Activity>
The first line of the entries through the line bearing "Target: worker's raised arm": copy these lines exactly and return nothing else.

Provided records>

======

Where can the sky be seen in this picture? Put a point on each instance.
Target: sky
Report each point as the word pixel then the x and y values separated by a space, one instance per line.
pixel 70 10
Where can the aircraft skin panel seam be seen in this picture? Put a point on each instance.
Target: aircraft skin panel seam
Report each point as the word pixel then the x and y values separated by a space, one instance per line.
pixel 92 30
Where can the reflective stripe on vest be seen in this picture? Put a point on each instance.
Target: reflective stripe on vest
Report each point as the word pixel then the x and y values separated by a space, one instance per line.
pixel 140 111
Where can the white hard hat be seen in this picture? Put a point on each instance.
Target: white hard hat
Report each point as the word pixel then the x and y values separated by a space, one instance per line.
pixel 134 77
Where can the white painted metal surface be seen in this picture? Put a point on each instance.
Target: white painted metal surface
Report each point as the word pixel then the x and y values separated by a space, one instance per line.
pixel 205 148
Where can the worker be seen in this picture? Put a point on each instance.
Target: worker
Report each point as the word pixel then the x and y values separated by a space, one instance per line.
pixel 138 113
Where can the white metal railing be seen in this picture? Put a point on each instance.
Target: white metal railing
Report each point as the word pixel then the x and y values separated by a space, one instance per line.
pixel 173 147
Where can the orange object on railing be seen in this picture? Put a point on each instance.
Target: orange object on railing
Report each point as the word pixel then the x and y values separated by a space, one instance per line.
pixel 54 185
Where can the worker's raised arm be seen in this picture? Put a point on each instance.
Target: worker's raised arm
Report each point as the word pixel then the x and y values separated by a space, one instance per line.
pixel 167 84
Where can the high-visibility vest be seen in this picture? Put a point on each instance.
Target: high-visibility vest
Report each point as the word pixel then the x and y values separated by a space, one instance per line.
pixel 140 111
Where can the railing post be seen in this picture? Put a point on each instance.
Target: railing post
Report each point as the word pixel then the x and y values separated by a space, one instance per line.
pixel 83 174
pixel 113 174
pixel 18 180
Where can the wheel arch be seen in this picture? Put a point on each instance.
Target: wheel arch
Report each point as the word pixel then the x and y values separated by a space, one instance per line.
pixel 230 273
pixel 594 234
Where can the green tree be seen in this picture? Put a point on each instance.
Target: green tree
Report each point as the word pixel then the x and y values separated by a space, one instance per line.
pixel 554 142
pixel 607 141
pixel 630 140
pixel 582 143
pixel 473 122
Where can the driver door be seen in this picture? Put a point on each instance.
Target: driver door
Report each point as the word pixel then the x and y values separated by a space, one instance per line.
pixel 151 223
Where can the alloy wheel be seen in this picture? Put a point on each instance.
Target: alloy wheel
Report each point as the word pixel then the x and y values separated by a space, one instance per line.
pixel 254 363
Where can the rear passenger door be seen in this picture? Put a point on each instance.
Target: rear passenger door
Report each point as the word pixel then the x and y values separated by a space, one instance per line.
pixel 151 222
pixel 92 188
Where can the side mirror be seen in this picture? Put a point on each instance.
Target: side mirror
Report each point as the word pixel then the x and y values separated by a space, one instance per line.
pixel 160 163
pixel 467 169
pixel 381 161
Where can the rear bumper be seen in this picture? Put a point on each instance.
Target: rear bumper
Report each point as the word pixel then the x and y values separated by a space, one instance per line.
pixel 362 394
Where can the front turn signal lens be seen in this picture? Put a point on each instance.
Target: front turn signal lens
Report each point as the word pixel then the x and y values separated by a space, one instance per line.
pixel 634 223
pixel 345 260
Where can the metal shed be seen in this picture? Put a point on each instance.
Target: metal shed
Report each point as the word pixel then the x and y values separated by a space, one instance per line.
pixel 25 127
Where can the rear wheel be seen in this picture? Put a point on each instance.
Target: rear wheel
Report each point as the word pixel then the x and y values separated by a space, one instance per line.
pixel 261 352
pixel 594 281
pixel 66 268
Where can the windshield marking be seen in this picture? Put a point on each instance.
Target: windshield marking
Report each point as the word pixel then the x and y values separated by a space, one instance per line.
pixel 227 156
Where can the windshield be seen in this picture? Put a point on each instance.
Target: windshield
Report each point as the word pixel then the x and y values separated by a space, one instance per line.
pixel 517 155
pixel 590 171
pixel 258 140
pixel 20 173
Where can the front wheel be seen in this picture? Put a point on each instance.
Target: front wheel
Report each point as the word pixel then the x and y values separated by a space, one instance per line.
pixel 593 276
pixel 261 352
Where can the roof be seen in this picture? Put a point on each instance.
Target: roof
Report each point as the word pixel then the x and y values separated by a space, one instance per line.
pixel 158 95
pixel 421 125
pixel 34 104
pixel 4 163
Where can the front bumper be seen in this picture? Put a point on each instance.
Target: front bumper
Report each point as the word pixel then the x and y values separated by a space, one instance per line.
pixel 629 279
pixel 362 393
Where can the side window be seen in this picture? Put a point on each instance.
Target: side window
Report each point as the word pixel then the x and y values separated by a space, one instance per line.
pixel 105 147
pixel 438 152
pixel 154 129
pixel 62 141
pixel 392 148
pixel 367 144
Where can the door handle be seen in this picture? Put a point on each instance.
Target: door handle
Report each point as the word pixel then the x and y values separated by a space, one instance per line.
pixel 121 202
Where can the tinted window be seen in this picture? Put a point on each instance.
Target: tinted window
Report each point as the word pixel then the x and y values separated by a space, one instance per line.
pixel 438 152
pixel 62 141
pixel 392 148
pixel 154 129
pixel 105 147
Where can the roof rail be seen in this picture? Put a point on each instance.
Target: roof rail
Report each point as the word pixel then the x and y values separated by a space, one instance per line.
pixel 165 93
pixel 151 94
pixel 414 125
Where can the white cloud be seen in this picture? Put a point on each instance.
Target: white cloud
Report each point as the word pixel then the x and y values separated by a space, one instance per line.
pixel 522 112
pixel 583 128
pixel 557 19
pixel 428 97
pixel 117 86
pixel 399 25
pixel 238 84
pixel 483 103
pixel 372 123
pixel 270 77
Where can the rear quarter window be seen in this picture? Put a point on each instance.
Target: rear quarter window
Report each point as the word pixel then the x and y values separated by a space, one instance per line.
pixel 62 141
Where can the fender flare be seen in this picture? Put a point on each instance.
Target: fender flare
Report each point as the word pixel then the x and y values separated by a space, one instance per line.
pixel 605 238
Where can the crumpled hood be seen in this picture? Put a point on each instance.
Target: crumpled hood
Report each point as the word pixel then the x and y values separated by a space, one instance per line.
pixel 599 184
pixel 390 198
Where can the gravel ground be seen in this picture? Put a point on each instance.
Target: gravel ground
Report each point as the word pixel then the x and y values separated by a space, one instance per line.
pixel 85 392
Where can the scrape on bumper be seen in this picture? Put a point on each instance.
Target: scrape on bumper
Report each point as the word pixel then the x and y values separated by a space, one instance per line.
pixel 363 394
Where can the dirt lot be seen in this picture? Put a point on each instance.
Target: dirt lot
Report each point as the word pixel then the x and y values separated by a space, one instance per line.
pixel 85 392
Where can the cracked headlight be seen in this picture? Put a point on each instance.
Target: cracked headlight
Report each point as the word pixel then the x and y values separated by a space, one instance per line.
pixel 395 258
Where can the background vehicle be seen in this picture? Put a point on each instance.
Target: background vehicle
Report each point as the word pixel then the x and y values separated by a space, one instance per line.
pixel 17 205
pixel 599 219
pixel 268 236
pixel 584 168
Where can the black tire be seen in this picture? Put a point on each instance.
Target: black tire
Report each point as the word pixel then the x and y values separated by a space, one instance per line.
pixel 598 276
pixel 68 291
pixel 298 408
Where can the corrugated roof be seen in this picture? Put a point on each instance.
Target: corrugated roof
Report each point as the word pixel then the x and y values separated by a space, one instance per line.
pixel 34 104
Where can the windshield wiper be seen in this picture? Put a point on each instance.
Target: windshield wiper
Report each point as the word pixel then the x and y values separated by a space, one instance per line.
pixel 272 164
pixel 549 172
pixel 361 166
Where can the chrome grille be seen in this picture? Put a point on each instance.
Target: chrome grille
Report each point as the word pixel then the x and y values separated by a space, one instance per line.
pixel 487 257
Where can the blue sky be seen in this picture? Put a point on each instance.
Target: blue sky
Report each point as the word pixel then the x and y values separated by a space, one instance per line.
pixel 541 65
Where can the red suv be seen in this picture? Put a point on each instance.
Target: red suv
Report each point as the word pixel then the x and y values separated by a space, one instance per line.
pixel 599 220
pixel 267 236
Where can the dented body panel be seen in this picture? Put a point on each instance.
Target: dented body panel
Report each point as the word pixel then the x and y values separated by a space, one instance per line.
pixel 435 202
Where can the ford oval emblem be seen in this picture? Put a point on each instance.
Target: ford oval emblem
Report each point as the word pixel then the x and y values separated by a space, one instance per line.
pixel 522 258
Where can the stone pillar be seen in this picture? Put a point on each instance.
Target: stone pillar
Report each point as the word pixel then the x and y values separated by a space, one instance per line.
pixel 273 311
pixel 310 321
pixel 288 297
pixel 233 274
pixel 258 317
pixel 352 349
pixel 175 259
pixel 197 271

======

Answer area>
Where can the sky be seen in this picture? Put a point on each instance.
Target: sky
Report each point as the word pixel then the x and y values separated by a space, one instance per line.
pixel 70 10
Where can the aircraft skin panel seam be seen in this picture? Put a point on each instance.
Target: aircraft skin panel seam
Report each point as the word pixel then the x and y values separated by a space, one instance per line.
pixel 92 30
Where can the reflective stripe on vest be seen in this picture? Put a point on each instance.
Target: reflective stripe on vest
Report each point as the word pixel then the x and y values separated by a space, one instance per line.
pixel 140 111
Where can the white hard hat be seen in this picture? Put a point on each instance.
Target: white hard hat
Report each point as the word pixel then the x and y values separated by a space, one instance per line.
pixel 134 77
Where can the white painted metal surface be seen in this picture? Put a point on each instance.
Target: white painted metal surface
Report each point as the word pixel then the x and y values separated by a space, one instance per line.
pixel 205 148
Where can the worker be seen in this picture? Put a point on each instance.
Target: worker
Report each point as the word pixel then the x and y values separated by a space, one instance per line.
pixel 138 113
Where can the white metal railing be seen in this picture? Put a point on each instance.
Target: white metal railing
Report each point as the word pixel then the x and y values separated by a space, one instance per line.
pixel 173 147
Where can the orange object on railing be seen in this picture? Put a point on each instance.
Target: orange object on railing
Report each point as the word pixel then the x and y values separated by a space, one instance per line.
pixel 54 185
Where can the worker's raised arm be seen in this picture? Put a point on each instance.
Target: worker's raised arm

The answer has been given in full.